• TASK BRIEF:
Count the lines in the records below that contain the word "cloud", and reply with that number alone.
------------------------------
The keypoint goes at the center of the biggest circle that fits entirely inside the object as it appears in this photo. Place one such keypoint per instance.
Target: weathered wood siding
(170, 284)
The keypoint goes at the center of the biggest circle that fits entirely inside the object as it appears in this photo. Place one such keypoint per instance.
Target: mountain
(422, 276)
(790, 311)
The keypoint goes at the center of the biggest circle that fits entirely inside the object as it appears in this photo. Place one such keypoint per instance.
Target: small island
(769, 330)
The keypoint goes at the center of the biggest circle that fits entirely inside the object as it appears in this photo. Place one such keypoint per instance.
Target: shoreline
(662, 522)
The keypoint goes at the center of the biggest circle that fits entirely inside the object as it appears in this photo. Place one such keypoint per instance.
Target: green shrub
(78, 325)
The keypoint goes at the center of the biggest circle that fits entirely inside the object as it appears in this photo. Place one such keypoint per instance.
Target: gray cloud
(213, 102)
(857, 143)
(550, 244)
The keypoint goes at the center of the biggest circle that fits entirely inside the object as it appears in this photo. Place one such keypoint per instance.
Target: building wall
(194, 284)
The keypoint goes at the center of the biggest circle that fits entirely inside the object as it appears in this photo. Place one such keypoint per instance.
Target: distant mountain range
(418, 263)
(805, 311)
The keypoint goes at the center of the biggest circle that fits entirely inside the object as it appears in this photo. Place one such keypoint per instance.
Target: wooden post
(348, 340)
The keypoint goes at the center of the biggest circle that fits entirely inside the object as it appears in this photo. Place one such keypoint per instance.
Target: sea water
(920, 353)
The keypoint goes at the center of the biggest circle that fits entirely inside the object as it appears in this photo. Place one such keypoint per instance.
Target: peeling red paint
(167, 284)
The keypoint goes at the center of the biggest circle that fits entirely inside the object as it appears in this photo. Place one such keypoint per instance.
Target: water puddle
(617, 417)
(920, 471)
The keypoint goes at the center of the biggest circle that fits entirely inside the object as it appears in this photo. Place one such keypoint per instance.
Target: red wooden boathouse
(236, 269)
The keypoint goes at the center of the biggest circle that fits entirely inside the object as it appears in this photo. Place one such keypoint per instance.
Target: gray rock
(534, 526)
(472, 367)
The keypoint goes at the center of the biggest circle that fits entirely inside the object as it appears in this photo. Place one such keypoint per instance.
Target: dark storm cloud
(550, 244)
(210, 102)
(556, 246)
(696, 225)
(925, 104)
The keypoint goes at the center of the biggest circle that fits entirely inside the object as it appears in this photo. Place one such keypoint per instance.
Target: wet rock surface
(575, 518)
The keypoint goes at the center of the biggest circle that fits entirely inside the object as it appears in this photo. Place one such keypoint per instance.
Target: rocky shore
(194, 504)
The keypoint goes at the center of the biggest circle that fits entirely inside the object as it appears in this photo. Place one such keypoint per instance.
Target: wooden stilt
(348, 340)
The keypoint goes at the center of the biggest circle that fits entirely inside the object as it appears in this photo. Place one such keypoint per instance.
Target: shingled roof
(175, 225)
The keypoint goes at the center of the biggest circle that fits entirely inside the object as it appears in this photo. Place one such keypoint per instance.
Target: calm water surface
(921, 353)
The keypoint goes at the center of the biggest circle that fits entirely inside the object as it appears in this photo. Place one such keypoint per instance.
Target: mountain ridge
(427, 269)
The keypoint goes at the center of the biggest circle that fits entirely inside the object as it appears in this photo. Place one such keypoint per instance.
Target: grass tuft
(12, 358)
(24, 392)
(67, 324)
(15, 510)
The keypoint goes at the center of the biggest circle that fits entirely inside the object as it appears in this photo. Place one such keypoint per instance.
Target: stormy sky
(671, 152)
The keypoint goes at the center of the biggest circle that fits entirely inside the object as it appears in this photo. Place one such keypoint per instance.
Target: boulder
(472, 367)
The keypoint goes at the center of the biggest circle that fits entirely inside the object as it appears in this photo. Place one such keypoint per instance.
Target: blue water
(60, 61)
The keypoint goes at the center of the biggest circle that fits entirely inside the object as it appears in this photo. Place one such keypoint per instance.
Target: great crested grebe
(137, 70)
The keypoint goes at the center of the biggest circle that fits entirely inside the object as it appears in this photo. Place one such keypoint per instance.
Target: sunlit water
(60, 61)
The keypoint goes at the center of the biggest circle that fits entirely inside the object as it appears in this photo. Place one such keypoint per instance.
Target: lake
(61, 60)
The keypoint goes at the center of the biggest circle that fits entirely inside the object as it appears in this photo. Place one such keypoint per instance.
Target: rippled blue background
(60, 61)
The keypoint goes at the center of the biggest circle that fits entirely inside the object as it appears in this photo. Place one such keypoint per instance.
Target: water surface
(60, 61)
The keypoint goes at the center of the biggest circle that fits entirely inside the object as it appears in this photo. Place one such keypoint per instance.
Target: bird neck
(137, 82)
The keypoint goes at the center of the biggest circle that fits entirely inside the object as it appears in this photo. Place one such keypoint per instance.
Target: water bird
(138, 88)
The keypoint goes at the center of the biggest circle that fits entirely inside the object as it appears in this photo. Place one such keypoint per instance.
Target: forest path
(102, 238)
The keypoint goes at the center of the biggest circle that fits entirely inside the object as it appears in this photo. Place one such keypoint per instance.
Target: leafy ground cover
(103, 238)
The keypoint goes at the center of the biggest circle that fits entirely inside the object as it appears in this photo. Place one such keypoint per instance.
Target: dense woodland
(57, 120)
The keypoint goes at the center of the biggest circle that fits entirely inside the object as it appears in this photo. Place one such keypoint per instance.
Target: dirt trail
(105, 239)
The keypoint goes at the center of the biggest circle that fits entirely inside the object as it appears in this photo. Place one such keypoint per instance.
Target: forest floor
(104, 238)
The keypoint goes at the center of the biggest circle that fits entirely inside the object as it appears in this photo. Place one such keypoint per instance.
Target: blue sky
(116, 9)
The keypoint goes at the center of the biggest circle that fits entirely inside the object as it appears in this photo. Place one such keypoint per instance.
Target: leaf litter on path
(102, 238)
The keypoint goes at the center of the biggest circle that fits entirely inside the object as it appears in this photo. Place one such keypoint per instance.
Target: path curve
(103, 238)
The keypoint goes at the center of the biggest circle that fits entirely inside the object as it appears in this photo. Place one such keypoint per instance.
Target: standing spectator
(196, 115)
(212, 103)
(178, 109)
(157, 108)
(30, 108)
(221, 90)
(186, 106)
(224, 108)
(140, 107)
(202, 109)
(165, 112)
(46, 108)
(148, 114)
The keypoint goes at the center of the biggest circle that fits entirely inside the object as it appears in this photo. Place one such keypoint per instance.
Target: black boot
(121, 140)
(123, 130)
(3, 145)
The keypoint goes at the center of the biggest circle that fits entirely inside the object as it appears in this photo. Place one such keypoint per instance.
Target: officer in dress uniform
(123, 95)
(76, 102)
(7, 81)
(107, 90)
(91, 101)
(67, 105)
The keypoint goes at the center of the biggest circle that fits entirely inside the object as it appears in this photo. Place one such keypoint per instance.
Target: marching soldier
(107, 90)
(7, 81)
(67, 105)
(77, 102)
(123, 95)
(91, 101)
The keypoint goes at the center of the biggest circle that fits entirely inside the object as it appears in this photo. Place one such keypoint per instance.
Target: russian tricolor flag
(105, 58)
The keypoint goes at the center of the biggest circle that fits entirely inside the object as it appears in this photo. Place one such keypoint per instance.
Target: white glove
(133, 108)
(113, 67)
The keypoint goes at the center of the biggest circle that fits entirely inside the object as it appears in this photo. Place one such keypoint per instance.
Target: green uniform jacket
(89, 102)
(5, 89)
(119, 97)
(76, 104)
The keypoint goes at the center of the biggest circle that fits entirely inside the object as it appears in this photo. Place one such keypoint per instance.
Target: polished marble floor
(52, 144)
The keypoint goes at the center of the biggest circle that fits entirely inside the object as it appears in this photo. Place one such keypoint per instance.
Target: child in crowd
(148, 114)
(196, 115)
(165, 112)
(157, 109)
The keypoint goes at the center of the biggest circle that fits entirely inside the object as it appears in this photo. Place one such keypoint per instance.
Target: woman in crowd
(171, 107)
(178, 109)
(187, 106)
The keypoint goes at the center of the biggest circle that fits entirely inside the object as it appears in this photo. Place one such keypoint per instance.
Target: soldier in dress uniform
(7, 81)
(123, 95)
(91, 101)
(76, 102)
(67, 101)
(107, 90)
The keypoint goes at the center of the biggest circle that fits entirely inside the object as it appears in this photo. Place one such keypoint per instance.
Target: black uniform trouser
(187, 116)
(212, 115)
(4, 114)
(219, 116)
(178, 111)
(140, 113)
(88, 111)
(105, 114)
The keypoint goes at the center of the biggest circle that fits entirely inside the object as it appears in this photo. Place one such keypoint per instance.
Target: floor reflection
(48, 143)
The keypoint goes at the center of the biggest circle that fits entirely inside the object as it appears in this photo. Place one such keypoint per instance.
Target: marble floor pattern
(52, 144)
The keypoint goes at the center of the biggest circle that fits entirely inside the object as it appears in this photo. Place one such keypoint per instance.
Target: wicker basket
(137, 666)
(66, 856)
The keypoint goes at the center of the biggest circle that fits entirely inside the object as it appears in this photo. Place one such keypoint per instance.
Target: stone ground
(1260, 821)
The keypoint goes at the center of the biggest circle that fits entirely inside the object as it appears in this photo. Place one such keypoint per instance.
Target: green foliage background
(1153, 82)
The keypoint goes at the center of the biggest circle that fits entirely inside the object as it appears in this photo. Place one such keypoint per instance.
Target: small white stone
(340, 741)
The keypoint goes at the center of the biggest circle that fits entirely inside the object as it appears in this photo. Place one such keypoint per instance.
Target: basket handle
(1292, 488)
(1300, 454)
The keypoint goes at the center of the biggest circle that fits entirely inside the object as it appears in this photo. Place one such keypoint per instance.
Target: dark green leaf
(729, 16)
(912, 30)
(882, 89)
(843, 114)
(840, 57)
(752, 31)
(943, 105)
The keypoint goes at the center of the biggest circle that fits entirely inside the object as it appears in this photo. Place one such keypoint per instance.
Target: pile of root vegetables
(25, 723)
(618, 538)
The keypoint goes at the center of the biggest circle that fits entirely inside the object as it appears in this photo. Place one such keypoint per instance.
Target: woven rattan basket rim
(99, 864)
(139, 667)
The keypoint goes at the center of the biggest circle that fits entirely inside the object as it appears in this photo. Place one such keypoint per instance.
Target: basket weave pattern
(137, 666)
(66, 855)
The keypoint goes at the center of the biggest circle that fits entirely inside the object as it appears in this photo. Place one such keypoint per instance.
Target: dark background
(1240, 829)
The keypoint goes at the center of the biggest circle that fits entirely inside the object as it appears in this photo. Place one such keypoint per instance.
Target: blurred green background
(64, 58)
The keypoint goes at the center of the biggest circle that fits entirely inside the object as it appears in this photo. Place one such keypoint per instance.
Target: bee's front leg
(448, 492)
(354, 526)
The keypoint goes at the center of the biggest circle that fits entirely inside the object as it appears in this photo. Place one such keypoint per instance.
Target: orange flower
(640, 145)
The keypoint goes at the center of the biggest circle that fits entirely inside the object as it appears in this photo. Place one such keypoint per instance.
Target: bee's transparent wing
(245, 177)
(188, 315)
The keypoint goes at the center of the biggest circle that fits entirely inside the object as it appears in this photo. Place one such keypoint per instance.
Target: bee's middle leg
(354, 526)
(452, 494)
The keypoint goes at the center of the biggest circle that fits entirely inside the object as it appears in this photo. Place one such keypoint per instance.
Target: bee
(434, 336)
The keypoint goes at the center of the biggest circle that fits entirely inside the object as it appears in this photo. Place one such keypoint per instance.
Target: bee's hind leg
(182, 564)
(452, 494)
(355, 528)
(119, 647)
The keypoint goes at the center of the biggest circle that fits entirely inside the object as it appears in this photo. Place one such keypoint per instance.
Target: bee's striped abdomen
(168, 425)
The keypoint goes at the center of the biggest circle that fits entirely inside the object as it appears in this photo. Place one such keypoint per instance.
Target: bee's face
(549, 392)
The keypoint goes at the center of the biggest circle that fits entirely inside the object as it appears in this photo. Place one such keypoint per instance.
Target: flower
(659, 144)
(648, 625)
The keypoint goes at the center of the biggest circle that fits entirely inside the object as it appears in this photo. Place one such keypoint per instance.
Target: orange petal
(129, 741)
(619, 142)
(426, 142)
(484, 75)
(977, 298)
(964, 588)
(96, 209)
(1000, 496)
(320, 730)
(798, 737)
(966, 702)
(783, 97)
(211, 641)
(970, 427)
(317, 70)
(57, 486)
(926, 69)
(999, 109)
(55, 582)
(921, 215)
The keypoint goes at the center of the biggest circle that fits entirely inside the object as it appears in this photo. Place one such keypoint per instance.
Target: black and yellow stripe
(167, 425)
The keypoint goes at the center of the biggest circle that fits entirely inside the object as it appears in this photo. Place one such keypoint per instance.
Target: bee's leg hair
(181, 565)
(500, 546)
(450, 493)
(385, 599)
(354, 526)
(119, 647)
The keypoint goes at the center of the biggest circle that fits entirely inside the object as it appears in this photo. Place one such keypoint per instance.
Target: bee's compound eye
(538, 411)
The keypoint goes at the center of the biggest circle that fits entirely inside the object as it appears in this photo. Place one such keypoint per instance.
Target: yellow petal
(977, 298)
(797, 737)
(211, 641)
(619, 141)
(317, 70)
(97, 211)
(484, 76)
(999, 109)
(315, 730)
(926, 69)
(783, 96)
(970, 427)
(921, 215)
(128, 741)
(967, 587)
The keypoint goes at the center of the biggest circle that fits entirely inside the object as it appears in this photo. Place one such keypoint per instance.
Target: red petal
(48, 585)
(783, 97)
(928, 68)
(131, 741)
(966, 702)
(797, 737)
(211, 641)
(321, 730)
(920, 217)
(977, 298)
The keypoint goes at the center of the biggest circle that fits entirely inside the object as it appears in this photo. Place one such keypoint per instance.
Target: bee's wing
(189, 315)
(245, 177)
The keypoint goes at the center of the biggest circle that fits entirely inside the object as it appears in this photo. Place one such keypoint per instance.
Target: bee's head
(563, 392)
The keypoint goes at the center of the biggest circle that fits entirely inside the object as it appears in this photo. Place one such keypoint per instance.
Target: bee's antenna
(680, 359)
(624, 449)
------------------------------
• WORKED ANSWER:
2